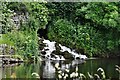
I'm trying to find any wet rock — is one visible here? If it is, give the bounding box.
[52,51,74,59]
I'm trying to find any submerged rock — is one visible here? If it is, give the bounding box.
[40,38,87,60]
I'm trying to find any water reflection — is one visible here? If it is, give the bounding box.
[0,59,120,79]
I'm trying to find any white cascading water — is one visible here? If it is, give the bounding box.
[40,38,87,60]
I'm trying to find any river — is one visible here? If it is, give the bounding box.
[0,59,120,80]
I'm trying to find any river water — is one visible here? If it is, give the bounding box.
[0,59,120,80]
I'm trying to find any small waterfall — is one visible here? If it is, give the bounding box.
[39,38,87,60]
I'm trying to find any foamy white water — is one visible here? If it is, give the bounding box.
[39,39,87,60]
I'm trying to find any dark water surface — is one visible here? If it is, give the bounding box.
[0,59,120,80]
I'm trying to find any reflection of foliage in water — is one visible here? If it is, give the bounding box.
[55,63,120,80]
[2,63,40,78]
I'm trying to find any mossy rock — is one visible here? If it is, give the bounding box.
[52,51,74,59]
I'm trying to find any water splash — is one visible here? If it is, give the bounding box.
[40,38,87,60]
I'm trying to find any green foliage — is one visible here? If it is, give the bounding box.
[48,2,120,57]
[0,2,120,57]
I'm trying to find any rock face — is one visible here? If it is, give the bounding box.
[39,38,87,60]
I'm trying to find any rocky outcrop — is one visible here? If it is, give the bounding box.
[39,38,87,60]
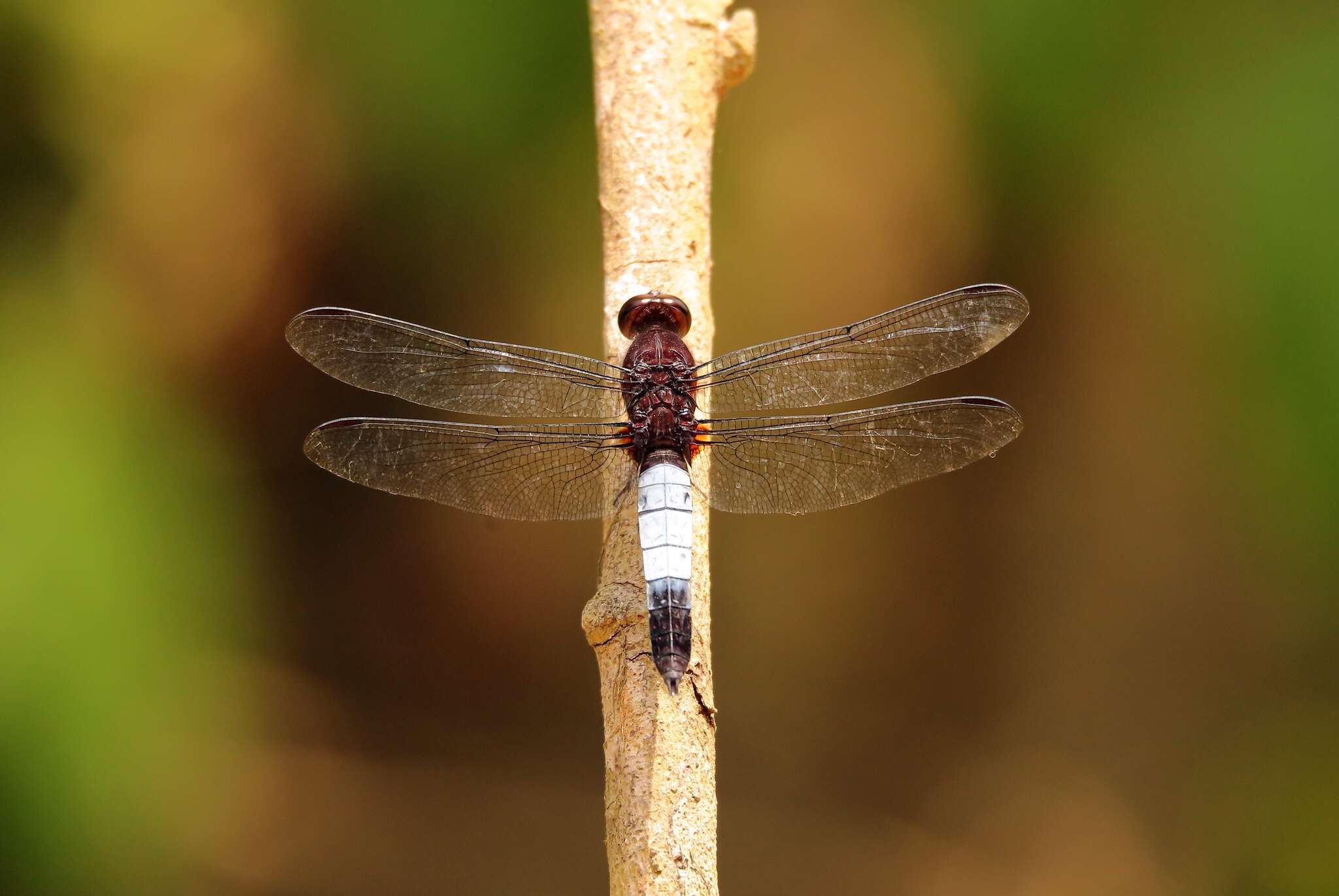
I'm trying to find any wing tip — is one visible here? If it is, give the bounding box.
[960,282,1032,325]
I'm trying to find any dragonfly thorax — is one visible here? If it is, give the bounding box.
[622,314,696,463]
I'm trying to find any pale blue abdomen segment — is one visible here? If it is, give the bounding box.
[637,463,692,693]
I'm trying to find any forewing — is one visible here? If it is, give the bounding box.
[698,398,1023,513]
[696,284,1027,412]
[303,418,636,520]
[286,308,624,419]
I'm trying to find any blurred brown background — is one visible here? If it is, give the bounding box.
[0,0,1339,896]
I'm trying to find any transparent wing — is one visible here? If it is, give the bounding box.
[286,308,625,419]
[696,284,1027,411]
[696,398,1023,513]
[303,418,636,520]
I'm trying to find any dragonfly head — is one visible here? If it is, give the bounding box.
[619,291,692,339]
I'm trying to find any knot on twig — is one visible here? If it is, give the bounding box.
[581,581,647,647]
[718,9,758,97]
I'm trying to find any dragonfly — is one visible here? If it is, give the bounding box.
[286,284,1028,695]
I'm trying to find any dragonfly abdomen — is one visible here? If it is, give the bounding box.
[637,453,692,694]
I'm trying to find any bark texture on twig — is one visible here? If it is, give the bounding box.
[583,0,756,896]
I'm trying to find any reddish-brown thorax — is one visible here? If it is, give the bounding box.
[619,293,696,465]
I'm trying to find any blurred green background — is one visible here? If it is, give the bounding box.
[0,0,1339,896]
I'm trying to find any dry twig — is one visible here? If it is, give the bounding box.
[583,0,756,896]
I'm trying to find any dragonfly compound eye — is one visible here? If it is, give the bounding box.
[619,292,692,339]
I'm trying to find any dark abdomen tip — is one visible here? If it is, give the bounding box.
[651,606,692,694]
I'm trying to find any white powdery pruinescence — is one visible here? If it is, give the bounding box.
[637,463,692,693]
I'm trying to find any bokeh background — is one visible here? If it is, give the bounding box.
[0,0,1339,896]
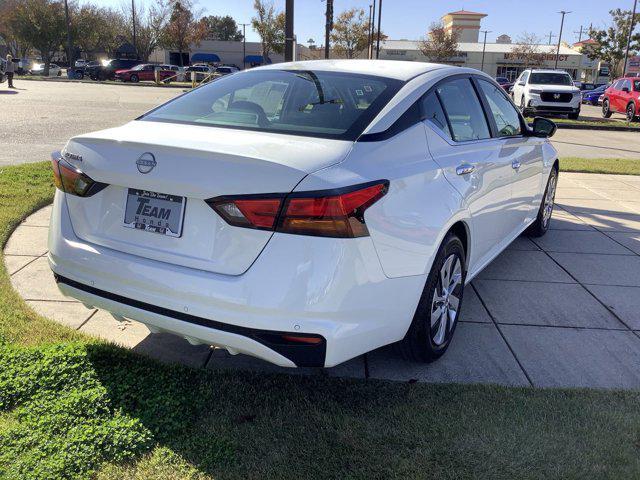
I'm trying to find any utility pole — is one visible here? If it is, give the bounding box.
[367,4,375,58]
[573,25,584,42]
[131,0,138,59]
[284,0,294,62]
[324,0,333,58]
[64,0,73,69]
[369,0,376,60]
[554,10,571,69]
[374,0,382,60]
[240,23,251,70]
[547,31,556,45]
[622,0,638,76]
[480,30,491,72]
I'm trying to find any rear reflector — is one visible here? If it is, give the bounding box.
[207,180,389,238]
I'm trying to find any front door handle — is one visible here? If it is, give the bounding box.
[456,163,476,175]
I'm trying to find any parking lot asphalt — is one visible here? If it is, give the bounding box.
[0,80,640,166]
[5,173,640,389]
[0,80,182,166]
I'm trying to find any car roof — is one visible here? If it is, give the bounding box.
[253,59,444,81]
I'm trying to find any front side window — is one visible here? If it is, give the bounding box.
[436,78,491,142]
[478,80,522,137]
[529,72,573,86]
[141,70,403,140]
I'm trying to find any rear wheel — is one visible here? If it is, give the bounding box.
[526,167,558,237]
[602,98,612,118]
[627,102,636,122]
[398,233,466,362]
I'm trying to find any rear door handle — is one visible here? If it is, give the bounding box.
[456,163,476,175]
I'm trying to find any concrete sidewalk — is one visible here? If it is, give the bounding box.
[5,173,640,389]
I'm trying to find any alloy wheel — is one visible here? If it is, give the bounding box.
[542,170,558,228]
[627,103,636,122]
[431,253,462,346]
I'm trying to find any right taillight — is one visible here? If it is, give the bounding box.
[51,155,107,197]
[207,180,389,238]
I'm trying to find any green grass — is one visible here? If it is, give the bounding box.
[0,164,640,480]
[560,157,640,175]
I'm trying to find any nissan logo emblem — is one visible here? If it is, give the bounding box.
[136,152,158,173]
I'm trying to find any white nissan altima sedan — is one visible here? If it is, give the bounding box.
[49,60,558,367]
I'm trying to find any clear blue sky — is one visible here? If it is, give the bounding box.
[90,0,633,44]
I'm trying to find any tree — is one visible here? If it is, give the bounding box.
[203,15,242,42]
[418,23,459,63]
[160,0,207,67]
[584,8,640,79]
[125,0,169,62]
[9,0,66,76]
[330,8,387,58]
[505,32,545,68]
[251,0,284,62]
[71,3,129,55]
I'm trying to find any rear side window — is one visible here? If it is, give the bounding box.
[141,70,403,140]
[422,93,452,138]
[436,78,491,142]
[478,80,522,137]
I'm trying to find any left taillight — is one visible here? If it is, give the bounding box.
[207,180,389,238]
[51,154,107,197]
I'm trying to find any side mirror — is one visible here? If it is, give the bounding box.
[532,117,558,138]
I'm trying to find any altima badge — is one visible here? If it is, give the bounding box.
[136,152,158,173]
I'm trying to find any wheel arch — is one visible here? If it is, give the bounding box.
[444,220,471,270]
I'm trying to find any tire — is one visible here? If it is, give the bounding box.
[397,233,466,362]
[627,102,637,122]
[602,98,613,118]
[525,166,558,237]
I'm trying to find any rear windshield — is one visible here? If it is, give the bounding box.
[140,70,403,140]
[529,73,573,85]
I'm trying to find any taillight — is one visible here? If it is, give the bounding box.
[207,180,389,238]
[51,155,107,197]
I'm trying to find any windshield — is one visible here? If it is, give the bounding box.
[141,70,402,140]
[529,72,573,86]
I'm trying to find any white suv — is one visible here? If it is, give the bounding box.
[511,69,582,120]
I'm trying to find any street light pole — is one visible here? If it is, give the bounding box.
[131,0,138,58]
[369,0,376,60]
[622,0,638,76]
[240,23,250,70]
[284,0,294,62]
[554,10,571,69]
[324,0,333,58]
[480,30,491,72]
[64,0,73,68]
[376,0,382,59]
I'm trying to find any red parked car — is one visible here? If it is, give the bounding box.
[602,77,640,122]
[115,63,175,83]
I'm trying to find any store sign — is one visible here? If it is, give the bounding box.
[504,53,569,62]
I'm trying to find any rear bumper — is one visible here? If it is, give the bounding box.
[49,192,425,367]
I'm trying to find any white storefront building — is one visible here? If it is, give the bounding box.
[380,10,606,82]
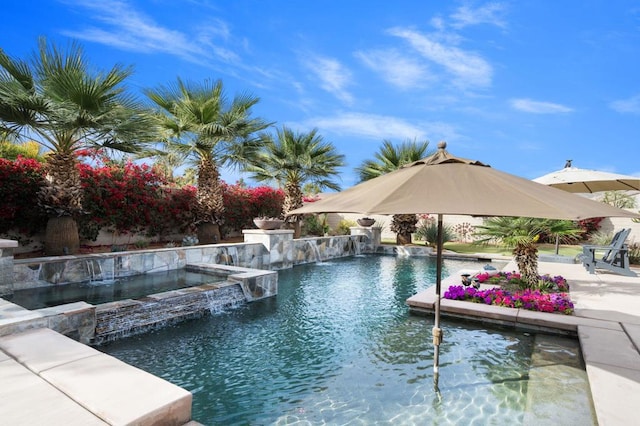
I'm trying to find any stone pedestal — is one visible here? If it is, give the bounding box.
[0,240,18,296]
[349,226,382,253]
[242,229,293,269]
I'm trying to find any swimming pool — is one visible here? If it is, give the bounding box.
[100,255,595,425]
[4,268,227,309]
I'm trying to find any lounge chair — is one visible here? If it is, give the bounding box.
[579,228,636,277]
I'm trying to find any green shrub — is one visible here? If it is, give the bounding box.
[589,231,613,246]
[303,214,330,237]
[336,219,357,235]
[629,242,640,265]
[415,220,456,247]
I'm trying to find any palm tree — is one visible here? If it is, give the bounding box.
[0,38,153,255]
[356,139,429,245]
[146,79,270,244]
[475,217,582,288]
[245,126,344,236]
[0,140,45,162]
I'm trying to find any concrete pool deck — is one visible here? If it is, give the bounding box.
[407,262,640,425]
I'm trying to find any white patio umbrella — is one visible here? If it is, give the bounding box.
[288,142,640,386]
[533,160,640,254]
[534,161,640,193]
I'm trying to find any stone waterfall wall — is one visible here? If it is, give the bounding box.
[91,283,246,345]
[12,244,269,290]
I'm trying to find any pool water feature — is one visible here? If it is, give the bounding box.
[100,255,595,425]
[4,268,227,309]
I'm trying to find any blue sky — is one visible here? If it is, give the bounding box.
[0,0,640,188]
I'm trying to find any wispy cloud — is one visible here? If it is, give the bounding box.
[63,0,239,63]
[355,49,434,89]
[303,55,354,105]
[389,27,493,87]
[609,95,640,114]
[450,2,507,28]
[304,113,458,141]
[510,99,573,114]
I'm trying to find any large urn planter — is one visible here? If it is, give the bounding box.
[253,217,284,231]
[356,217,376,228]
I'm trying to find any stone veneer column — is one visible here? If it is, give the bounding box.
[0,240,18,296]
[242,229,294,269]
[349,226,382,252]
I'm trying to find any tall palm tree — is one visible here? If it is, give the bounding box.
[0,38,153,255]
[245,126,344,236]
[475,217,582,288]
[356,139,429,245]
[146,79,270,244]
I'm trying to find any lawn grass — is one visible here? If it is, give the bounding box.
[382,239,582,257]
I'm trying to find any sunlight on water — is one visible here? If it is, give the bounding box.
[101,256,589,425]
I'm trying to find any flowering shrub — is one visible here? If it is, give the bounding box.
[0,157,47,235]
[444,286,574,315]
[0,154,284,245]
[476,272,569,293]
[79,161,195,239]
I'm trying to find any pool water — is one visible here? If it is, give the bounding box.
[100,255,595,425]
[4,269,226,309]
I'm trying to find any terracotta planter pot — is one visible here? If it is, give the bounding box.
[356,217,376,228]
[253,218,284,231]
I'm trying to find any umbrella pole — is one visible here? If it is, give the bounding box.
[433,214,443,389]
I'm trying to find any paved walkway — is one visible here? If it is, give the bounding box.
[407,262,640,426]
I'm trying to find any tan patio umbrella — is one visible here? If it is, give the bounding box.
[534,161,640,193]
[289,142,640,386]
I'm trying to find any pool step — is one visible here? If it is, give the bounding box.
[0,328,192,425]
[523,334,597,426]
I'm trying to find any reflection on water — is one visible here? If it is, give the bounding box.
[101,256,593,425]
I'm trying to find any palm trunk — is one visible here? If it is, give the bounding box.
[282,182,302,238]
[39,152,83,256]
[513,243,538,288]
[195,158,224,244]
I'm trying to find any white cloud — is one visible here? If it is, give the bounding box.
[450,2,506,28]
[304,56,354,105]
[63,0,238,63]
[389,28,493,87]
[355,49,433,89]
[303,113,458,141]
[510,99,573,114]
[609,95,640,114]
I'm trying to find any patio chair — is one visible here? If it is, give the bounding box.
[579,228,636,277]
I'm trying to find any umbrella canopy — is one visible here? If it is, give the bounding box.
[289,142,638,220]
[288,142,640,389]
[534,166,640,193]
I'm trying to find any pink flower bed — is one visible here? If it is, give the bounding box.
[444,273,574,315]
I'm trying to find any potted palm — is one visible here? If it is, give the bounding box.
[253,217,284,230]
[356,217,376,228]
****
Extract every line from the one with "I'm trying to find any flowering" down to the final line above, both included, exactly as written.

- **TASK OUTPUT**
I'm trying to find any flowering shrub — is one visible here? If it is, give the bounding box.
[0,157,47,235]
[444,286,574,315]
[0,154,284,245]
[476,272,569,293]
[79,161,195,239]
I'm trying to find any pool water — is one visible here? If it is, give the bounding box.
[100,255,595,425]
[4,269,226,309]
I'm trying to find any terracotta planter pot — is one visible here? If it is, give the bounding box.
[356,217,376,228]
[253,218,284,231]
I'm trying to find any umbrella pole — is one visible here? If it is, give the bounding box.
[433,214,443,389]
I'm trying to find any paved walkway — is one visible here? If it is, give the bounding box.
[407,262,640,426]
I'm trying to find any tan patio umbrella — is one visible here? If it is, give the bounding box.
[534,161,640,193]
[289,142,640,386]
I'm trying to find any pool step — is one visible here? If it is, give the bounding box.
[0,328,192,425]
[523,334,597,426]
I'm trying to find any reflection on water — is one visible here? If it is, give the bounding box.
[101,256,593,425]
I'm trying to find any palm trunk — is one visible here? If it is, give the bounding box.
[282,182,302,238]
[39,152,83,256]
[513,243,538,288]
[195,158,224,244]
I'm trying to find any white cloud — is one visible here? If it is, give the bounding box.
[450,2,506,28]
[304,56,354,105]
[63,0,238,63]
[389,28,493,87]
[355,49,433,89]
[303,113,458,141]
[510,99,573,114]
[609,95,640,114]
I'm trying to find any patio chair — is one visible here? If it is, give the bounding box.
[579,228,636,277]
I'm trying to find any umbrella canopy — is one visible here? If it is, give the bounding box.
[289,142,638,220]
[288,142,640,389]
[534,166,640,193]
I'm trying to find any pink flower bed — is one visible here? If it is, give the bounding box.
[444,273,574,315]
I'm trying to find any potted palm — is one visible here? If it is, give the bounding box.
[253,217,284,230]
[356,217,376,228]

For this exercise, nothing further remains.